## [What to do]
Find the line that contains "the sky, one". Then set down that line and all the lines after it, to the end of the records, exactly and with nothing added.

## [Data for the task]
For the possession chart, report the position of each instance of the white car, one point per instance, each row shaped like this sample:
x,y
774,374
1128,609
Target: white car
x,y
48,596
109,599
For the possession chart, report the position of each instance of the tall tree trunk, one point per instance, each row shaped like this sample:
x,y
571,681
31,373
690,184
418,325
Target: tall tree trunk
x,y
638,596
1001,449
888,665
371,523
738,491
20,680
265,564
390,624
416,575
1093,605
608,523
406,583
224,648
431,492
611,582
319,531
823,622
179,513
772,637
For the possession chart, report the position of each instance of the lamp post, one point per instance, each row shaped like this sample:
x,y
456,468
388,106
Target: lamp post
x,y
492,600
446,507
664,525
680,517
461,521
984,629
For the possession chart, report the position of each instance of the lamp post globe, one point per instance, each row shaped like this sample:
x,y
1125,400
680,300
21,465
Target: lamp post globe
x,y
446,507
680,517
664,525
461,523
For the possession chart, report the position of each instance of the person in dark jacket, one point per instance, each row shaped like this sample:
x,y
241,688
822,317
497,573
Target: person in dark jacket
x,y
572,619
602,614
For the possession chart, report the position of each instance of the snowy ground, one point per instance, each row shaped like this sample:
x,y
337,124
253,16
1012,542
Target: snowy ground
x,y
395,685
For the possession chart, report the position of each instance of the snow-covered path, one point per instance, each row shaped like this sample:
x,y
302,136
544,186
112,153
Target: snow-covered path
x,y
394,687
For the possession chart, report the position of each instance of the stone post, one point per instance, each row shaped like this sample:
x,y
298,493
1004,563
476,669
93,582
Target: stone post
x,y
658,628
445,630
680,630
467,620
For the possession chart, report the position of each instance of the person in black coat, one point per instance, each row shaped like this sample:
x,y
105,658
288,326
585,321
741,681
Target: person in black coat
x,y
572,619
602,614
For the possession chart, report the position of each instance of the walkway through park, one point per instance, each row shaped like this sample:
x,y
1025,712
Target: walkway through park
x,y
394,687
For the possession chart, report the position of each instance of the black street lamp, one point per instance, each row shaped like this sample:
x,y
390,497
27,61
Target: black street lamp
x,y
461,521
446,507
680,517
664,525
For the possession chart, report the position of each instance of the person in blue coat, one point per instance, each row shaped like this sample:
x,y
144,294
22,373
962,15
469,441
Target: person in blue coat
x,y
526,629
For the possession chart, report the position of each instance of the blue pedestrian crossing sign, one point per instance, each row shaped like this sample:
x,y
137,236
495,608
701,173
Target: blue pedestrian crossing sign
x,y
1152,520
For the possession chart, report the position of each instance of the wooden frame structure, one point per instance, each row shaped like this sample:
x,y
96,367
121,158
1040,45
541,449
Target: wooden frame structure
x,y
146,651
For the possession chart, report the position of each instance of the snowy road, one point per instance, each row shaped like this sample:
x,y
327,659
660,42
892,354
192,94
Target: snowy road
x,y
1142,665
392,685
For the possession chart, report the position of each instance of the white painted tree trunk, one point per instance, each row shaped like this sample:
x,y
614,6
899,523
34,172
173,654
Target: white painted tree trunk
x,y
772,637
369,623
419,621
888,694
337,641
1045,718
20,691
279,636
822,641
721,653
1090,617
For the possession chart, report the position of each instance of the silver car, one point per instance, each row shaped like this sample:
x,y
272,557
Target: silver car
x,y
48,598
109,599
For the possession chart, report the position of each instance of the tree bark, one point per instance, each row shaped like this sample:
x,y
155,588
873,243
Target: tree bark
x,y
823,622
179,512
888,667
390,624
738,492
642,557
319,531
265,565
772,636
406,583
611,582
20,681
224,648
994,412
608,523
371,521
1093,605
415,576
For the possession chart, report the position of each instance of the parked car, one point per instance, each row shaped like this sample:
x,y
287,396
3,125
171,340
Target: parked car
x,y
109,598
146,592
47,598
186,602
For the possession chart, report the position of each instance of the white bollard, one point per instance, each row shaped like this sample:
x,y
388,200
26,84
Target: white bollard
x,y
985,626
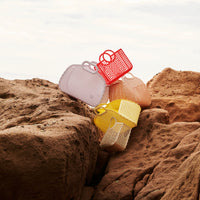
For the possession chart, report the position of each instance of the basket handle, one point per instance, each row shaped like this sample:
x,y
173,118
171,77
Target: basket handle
x,y
109,53
112,118
87,66
129,73
100,106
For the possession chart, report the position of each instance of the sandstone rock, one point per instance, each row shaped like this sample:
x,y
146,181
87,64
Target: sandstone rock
x,y
48,143
178,92
161,162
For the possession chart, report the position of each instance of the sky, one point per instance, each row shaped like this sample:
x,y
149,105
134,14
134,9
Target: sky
x,y
41,38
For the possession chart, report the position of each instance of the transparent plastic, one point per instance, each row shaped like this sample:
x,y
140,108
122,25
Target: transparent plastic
x,y
84,83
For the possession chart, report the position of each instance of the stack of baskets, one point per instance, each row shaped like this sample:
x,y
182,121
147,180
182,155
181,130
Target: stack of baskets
x,y
94,83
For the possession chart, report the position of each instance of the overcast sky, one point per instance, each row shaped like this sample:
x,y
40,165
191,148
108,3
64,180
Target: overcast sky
x,y
40,39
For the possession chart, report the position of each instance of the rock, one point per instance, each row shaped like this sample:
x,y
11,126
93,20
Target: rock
x,y
178,92
161,161
48,143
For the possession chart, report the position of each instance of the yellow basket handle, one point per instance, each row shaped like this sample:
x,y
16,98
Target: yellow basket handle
x,y
112,118
100,106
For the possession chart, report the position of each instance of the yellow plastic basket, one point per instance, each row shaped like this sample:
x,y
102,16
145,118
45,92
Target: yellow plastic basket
x,y
116,137
124,111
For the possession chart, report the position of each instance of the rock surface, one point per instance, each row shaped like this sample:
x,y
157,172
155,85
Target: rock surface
x,y
48,143
162,159
178,92
49,147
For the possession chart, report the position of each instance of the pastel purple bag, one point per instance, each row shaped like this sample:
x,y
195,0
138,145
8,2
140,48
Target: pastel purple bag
x,y
84,83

## [The solution]
For the possession chart, report the position of each instance of the sky, one point per instance, each row shaped like this sample:
x,y
149,105
134,14
134,9
Target: sky
x,y
41,38
For the possession chart, report the position of each instance of the transparent plastic, one point per instance, each row shaped like this sample:
x,y
140,108
122,25
Target: transparent plastic
x,y
84,83
For the possession chart, report the position of each instance of the stack of baskets, one point per instance, each row shaped like this sample:
x,y
182,121
147,180
182,155
181,130
Target: stack of baskets
x,y
94,83
For the possession chart, report the position of each instance of the overcast sky, one point per instance, each row shaped like this sample:
x,y
40,165
191,148
108,3
64,180
Target: overcast sky
x,y
40,39
For the possession chart, report the position of each instance of the rock, one point per instance, each row shaped like this sample:
x,y
11,126
93,20
Target: rock
x,y
178,92
161,161
48,143
For the possession chart, report the position of each instance of the yellow basket handle, one point per instance, each row shaped like this sample:
x,y
16,98
Target: yellow basket handle
x,y
112,118
100,106
For the possession chart, report the position of each instance of the yellow plastic basket, one point per instance, each row shaped like this sample:
x,y
102,16
145,118
45,92
Target: yellow plastic basket
x,y
116,137
124,111
For the possession chart, report the position of each instance of the rock surface, one point per instance, each row shaped like this sample:
x,y
157,172
155,85
Target: rock surface
x,y
48,143
162,159
178,92
49,147
For the possession chart, report the position of each instance of the pastel purple bag, one point per instance, each row shaped like this sample:
x,y
195,0
138,145
8,2
140,48
Target: pastel purple bag
x,y
84,83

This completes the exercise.